STATED TASK
Repeat the entries below word for word, from the line containing "trace glass window panel, every instance" through the end of the entries. Leave the pictures out of your answer.

A run of entries
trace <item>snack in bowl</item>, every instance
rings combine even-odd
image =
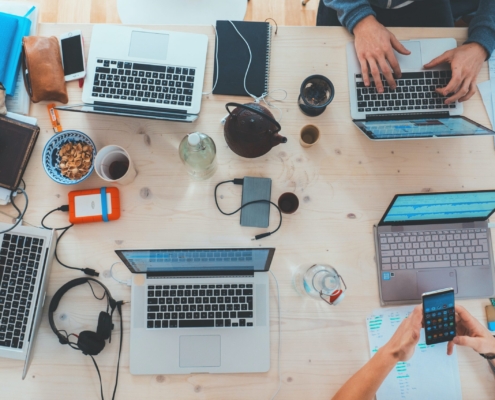
[[[91,168],[93,147],[84,142],[66,143],[58,152],[60,172],[69,179],[81,179]]]

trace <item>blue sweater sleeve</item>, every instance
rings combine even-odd
[[[495,1],[480,1],[478,11],[469,24],[469,35],[466,43],[472,42],[482,45],[488,52],[488,58],[495,49]]]
[[[491,0],[487,0],[491,1]],[[323,0],[323,3],[337,11],[340,23],[352,33],[359,21],[368,15],[376,16],[368,0]]]

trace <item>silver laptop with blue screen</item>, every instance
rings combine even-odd
[[[133,273],[132,374],[270,369],[274,248],[116,253]]]
[[[446,287],[457,298],[493,296],[494,211],[495,190],[396,195],[374,227],[382,305]]]

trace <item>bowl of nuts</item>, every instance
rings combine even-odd
[[[43,168],[47,175],[62,185],[75,185],[91,175],[96,146],[79,131],[55,134],[43,149]]]

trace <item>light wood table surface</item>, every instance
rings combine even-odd
[[[157,27],[158,28],[158,27]],[[81,29],[89,48],[91,25],[41,24],[42,36]],[[210,37],[204,90],[211,88],[214,33],[211,27],[173,27],[206,33]],[[465,29],[392,29],[399,39],[455,37]],[[108,224],[72,228],[59,246],[61,259],[70,265],[93,267],[116,299],[130,299],[130,288],[113,281],[109,268],[118,261],[115,249],[204,248],[274,246],[272,271],[280,284],[282,388],[279,399],[328,399],[369,359],[365,318],[379,307],[372,226],[396,193],[492,189],[495,151],[491,137],[440,140],[372,142],[351,122],[345,45],[352,37],[342,28],[279,27],[272,39],[270,89],[281,88],[287,99],[277,102],[286,144],[257,159],[243,159],[228,149],[220,119],[228,101],[248,98],[204,96],[199,119],[192,125],[60,112],[65,129],[87,133],[98,149],[118,144],[127,149],[138,169],[136,180],[121,190],[122,217]],[[323,74],[335,85],[332,104],[319,117],[304,116],[297,106],[302,80]],[[486,64],[479,80],[488,79]],[[81,89],[68,84],[71,103]],[[489,125],[479,93],[465,104],[464,114]],[[94,173],[75,187],[54,183],[41,166],[44,144],[53,135],[46,104],[31,107],[38,118],[40,137],[24,176],[30,205],[25,221],[39,225],[42,216],[67,204],[75,189],[99,188],[105,183]],[[300,129],[317,125],[323,136],[312,148],[302,148]],[[193,182],[180,162],[178,145],[189,132],[210,135],[217,145],[219,168],[208,181]],[[272,200],[294,192],[300,206],[284,216],[282,228],[259,242],[251,238],[263,229],[244,228],[239,216],[218,212],[213,188],[222,180],[243,176],[270,177]],[[241,188],[225,185],[219,191],[224,209],[241,201]],[[21,201],[19,201],[20,204]],[[14,214],[11,207],[2,212]],[[8,221],[3,215],[0,219]],[[271,212],[271,225],[278,213]],[[47,223],[63,226],[58,213]],[[337,268],[347,283],[344,301],[330,307],[300,297],[292,284],[293,272],[306,263],[323,262]],[[126,268],[115,268],[120,279],[129,279]],[[81,277],[54,263],[47,302],[70,279]],[[276,287],[271,281],[271,369],[263,374],[132,376],[129,373],[129,307],[124,306],[124,346],[118,399],[270,399],[278,386],[278,318]],[[482,323],[487,299],[459,301]],[[0,360],[0,390],[5,399],[98,399],[98,376],[89,357],[61,346],[48,325],[47,305],[36,340],[33,361],[25,381],[23,363]],[[59,328],[79,333],[96,329],[103,302],[93,299],[89,288],[79,287],[62,300],[55,315]],[[114,323],[118,321],[114,319]],[[106,398],[111,397],[118,354],[118,334],[96,357],[103,376]],[[470,349],[459,349],[459,369],[464,399],[491,399],[495,389],[487,362]],[[437,375],[442,379],[441,371]]]

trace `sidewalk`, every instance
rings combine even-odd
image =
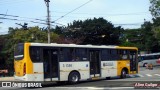
[[[0,77],[0,81],[15,81],[14,77]]]

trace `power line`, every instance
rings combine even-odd
[[[31,22],[31,23],[38,23],[38,24],[46,25],[46,23],[41,23],[41,22],[36,22],[36,21],[28,21],[28,20],[19,20],[19,19],[15,19],[15,18],[4,18],[4,17],[0,17],[0,19],[12,20],[12,21],[24,21],[24,22]],[[52,25],[52,26],[55,26],[55,25]]]
[[[59,12],[59,11],[52,11],[54,13],[67,13],[67,12]],[[72,13],[72,14],[86,14],[86,15],[112,15],[112,16],[120,16],[120,15],[140,15],[140,14],[147,14],[148,12],[133,12],[133,13],[117,13],[117,14],[110,14],[110,13]]]
[[[46,21],[46,20],[38,19],[38,18],[20,17],[20,16],[17,16],[17,15],[8,15],[8,14],[0,14],[0,16],[9,16],[9,17],[15,17],[15,18],[25,18],[25,19],[34,19],[34,20],[39,20],[39,21]]]
[[[92,1],[92,0],[89,0],[88,2],[86,2],[86,3],[82,4],[81,6],[79,6],[79,7],[75,8],[75,9],[71,10],[70,12],[68,12],[68,13],[64,14],[63,16],[61,16],[60,18],[58,18],[58,19],[54,20],[54,21],[53,21],[53,22],[51,22],[51,23],[54,23],[54,22],[58,21],[58,20],[59,20],[59,19],[61,19],[61,18],[64,18],[66,15],[68,15],[68,14],[70,14],[70,13],[74,12],[75,10],[77,10],[77,9],[81,8],[82,6],[84,6],[84,5],[88,4],[88,3],[89,3],[89,2],[91,2],[91,1]]]

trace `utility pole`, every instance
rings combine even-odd
[[[50,28],[51,28],[51,24],[50,24],[50,11],[49,11],[49,2],[50,0],[44,0],[47,6],[47,25],[48,25],[48,43],[51,42],[51,36],[50,36]]]

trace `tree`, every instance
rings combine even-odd
[[[123,28],[114,25],[103,18],[73,21],[68,24],[66,38],[80,39],[80,44],[117,45]]]
[[[157,52],[158,49],[158,40],[154,36],[154,31],[152,30],[153,24],[151,22],[145,21],[141,26],[141,34],[142,34],[142,44],[144,46],[145,51]]]
[[[160,0],[150,0],[151,6],[149,8],[152,16],[160,16]]]

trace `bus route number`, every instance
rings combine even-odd
[[[72,67],[72,64],[63,64],[63,67]]]

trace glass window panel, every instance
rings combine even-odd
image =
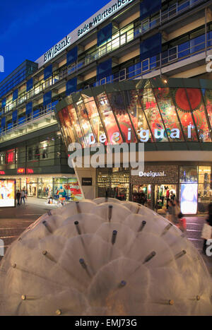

WRITTEN RESPONSE
trace glass window panel, every instance
rings combine even-odd
image =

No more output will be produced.